Box-labeled dataset excerpts:

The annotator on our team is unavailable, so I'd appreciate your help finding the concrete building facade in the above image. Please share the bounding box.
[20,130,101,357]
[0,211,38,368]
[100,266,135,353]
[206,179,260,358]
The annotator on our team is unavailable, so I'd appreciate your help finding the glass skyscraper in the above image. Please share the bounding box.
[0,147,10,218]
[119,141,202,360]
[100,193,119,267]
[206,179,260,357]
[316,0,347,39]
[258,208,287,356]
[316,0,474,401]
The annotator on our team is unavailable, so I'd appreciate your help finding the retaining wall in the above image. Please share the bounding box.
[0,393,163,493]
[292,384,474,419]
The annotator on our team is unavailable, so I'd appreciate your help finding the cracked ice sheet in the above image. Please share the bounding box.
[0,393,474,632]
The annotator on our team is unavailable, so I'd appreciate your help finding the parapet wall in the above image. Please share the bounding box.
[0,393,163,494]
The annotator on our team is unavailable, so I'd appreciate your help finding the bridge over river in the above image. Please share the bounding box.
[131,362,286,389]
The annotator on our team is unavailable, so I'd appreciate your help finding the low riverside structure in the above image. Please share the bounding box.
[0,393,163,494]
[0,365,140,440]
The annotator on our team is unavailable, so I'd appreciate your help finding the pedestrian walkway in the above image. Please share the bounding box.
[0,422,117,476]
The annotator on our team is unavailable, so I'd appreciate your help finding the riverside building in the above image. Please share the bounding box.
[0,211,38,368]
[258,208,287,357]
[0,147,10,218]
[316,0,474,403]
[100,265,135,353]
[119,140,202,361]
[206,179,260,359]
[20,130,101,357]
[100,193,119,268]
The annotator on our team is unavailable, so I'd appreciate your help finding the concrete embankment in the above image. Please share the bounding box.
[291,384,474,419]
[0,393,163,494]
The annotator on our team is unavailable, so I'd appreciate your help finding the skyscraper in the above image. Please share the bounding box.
--
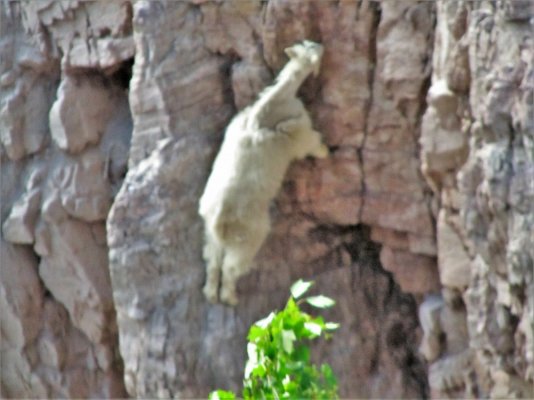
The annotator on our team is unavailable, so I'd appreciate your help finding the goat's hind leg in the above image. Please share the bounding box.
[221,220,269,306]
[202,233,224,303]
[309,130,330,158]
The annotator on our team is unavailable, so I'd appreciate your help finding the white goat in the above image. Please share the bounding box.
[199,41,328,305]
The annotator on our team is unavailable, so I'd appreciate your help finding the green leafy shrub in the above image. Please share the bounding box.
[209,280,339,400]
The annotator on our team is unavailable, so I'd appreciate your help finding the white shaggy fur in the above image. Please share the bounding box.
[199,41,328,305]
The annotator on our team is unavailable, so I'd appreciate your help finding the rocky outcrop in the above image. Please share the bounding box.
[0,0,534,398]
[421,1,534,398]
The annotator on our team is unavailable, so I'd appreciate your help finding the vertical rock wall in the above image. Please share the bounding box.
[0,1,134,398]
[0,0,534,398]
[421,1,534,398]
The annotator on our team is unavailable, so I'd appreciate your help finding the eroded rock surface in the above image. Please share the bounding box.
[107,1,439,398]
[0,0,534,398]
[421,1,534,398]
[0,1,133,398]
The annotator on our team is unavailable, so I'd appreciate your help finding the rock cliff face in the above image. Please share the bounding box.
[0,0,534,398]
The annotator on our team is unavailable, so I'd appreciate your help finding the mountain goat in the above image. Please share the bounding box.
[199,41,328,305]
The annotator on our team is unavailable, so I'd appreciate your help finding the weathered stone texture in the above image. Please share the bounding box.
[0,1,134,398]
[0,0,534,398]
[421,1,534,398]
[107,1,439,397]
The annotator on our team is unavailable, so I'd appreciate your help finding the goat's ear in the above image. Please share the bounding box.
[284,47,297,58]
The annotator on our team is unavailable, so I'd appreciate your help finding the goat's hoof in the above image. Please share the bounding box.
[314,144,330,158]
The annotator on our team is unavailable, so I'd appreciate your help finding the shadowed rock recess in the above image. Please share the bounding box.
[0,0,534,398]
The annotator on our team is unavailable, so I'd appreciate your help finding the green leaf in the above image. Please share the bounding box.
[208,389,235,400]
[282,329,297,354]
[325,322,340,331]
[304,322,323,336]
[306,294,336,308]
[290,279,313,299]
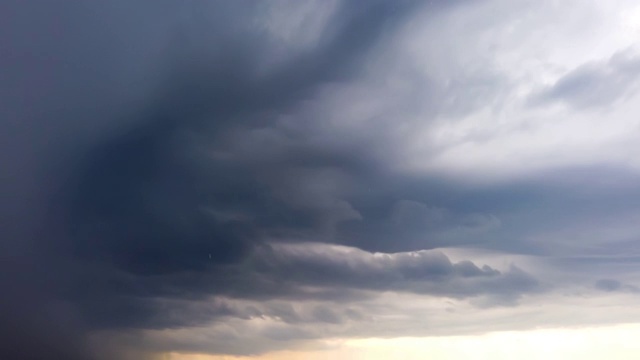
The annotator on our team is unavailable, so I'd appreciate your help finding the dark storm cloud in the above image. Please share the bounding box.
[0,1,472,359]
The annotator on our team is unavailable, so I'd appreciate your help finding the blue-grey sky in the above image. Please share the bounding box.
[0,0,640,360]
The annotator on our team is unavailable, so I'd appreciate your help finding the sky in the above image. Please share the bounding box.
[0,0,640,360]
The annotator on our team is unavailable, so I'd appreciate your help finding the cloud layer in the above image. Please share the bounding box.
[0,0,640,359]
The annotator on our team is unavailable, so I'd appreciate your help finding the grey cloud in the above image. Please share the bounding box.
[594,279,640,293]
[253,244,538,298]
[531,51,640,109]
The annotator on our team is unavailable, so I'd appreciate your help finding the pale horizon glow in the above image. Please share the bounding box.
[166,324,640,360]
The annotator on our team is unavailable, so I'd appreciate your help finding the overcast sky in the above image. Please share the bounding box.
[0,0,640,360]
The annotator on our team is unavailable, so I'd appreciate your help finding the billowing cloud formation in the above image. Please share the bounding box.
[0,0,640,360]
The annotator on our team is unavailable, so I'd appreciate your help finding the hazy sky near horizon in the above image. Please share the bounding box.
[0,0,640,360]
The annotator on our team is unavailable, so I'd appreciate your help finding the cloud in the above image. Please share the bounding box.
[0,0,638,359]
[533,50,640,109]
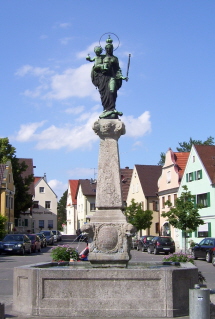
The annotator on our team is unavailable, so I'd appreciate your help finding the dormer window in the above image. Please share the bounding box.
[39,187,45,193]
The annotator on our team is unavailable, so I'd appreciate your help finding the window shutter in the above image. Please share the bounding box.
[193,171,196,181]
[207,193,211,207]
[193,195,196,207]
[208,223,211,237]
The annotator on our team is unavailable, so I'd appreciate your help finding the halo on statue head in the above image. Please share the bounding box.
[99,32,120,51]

- Stated exercise
Please pull out the lines of the material above from the line with "finding the bridge" up to and including the line with "[131,362,286,389]", reproducing them word for word.

- The response
The annotator on our team is unavailable, so I'd appreciate your help finding the bridge over river in the above image. Please share the bounding box.
[131,362,286,389]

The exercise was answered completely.